___ RECORDS PROVIDED

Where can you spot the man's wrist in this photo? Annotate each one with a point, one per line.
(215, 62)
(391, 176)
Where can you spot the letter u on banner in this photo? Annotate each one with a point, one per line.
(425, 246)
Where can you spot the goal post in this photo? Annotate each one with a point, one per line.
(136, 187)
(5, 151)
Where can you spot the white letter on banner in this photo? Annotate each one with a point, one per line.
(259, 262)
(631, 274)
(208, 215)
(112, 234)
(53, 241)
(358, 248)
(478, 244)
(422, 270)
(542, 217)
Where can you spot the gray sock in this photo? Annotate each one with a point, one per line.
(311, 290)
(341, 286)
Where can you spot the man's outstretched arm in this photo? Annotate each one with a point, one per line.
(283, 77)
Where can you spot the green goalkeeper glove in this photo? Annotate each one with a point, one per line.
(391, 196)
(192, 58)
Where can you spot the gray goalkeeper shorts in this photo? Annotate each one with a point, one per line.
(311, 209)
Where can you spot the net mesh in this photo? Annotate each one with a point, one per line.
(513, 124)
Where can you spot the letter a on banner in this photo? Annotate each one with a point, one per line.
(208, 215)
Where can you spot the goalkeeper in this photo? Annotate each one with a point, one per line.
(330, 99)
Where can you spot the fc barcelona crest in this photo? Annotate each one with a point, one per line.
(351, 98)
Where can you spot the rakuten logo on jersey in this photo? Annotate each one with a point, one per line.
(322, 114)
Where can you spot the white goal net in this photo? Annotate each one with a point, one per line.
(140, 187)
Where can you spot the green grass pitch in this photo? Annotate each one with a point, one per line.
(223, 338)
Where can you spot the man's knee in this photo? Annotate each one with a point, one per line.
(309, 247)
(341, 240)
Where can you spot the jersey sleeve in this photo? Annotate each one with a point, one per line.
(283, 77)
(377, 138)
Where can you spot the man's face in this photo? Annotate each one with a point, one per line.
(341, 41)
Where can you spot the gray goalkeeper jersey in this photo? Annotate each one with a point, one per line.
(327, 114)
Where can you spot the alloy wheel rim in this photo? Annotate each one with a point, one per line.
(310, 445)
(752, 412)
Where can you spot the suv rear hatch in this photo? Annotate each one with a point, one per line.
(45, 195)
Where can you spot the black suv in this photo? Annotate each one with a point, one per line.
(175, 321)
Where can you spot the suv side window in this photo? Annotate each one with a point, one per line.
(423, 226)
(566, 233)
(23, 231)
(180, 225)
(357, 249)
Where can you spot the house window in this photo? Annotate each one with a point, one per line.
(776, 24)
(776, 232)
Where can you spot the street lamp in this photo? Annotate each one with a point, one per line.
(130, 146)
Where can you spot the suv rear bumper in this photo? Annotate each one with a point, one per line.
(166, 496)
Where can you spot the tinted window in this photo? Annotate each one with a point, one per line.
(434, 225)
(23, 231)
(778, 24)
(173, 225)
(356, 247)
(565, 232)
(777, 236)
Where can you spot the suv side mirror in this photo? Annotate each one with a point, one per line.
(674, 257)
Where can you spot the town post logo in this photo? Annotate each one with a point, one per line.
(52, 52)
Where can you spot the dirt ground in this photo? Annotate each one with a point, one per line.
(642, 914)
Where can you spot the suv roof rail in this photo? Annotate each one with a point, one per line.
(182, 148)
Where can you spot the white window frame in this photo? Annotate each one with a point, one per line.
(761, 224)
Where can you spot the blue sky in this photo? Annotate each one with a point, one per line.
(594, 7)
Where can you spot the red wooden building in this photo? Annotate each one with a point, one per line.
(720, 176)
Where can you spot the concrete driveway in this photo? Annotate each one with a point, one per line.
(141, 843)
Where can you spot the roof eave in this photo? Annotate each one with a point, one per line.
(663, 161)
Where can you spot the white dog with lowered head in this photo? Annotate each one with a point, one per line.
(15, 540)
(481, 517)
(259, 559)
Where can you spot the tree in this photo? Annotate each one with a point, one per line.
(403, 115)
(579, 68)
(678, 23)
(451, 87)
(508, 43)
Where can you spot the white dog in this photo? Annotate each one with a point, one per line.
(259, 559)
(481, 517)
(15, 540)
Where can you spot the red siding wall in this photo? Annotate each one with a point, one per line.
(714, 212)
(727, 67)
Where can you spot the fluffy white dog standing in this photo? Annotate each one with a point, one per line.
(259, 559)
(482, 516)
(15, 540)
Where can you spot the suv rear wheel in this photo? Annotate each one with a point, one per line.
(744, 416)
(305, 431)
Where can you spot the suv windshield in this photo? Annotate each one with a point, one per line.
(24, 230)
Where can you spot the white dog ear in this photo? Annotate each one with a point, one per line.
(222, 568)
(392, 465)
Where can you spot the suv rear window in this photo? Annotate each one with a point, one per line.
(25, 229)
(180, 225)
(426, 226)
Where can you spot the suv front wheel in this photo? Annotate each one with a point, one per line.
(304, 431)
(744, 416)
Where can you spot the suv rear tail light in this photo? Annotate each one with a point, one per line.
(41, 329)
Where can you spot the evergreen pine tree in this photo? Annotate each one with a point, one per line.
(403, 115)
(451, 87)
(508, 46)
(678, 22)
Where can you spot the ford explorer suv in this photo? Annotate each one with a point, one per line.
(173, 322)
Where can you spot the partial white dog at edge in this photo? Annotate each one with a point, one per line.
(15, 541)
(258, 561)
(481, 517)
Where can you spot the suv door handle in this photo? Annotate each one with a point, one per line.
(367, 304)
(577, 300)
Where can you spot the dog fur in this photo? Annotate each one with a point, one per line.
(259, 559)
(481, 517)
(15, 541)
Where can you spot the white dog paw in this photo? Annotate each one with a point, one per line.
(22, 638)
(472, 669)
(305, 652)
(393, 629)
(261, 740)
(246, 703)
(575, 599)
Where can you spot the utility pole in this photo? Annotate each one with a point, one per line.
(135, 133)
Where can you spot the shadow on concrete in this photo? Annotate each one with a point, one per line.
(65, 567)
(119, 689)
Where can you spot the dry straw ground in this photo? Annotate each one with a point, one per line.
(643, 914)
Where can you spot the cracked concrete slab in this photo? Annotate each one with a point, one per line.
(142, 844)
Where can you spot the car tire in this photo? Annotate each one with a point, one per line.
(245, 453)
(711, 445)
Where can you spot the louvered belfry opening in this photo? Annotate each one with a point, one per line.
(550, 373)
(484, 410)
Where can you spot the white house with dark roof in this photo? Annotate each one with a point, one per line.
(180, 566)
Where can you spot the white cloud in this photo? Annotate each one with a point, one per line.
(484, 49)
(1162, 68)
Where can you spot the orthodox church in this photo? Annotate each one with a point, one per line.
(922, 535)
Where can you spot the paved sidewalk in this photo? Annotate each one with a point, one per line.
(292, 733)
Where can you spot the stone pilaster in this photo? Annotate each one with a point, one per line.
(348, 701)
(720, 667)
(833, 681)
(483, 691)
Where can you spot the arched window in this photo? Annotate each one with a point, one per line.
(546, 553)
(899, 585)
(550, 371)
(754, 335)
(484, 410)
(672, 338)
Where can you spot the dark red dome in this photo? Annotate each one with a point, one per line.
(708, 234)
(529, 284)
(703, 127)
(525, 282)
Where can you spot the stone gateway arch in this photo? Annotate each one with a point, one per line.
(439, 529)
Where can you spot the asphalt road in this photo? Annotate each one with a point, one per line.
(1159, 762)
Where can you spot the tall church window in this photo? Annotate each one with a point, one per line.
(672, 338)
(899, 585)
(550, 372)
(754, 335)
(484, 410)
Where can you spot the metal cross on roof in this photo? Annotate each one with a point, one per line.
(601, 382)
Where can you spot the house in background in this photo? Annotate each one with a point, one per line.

______

* **WHAT YOU WILL DO**: Set down only these lines, exactly: the line containing "Where can you spot the paved" and each line after it, through the end of the listing.

* **RIGHT ANSWER**:
Where can you spot the paved sidewalk in this photo? Annotate each one with a point, one per line.
(292, 733)
Where can you spot the stone pilaster in this photo? Annotate each one with a point, one per line.
(348, 701)
(720, 667)
(833, 681)
(483, 691)
Where can you spot the arched window in this photo? Annotate each one with a point, one per line.
(546, 553)
(899, 585)
(550, 371)
(754, 335)
(484, 410)
(672, 338)
Where can you spot the dark red dome in this photo? Annotate each one with a point, one per line.
(708, 234)
(529, 284)
(703, 127)
(525, 282)
Where can you spot the stone gateway arch in this photo? Annotate each one with a point, one per line.
(439, 529)
Where can you spot the asphalt road in this photo? Annotate each one with a point, one per line.
(1159, 762)
Where can you spot the tall church window in this photo? Annotate each one with a point, one per line.
(672, 338)
(899, 585)
(550, 372)
(754, 335)
(484, 410)
Where can you spot the metal cross on roof in this photo? Annotate each one with a point, one per line.
(601, 382)
Where can you spot the house in background in this photo? Annotate each one with a point, one per line.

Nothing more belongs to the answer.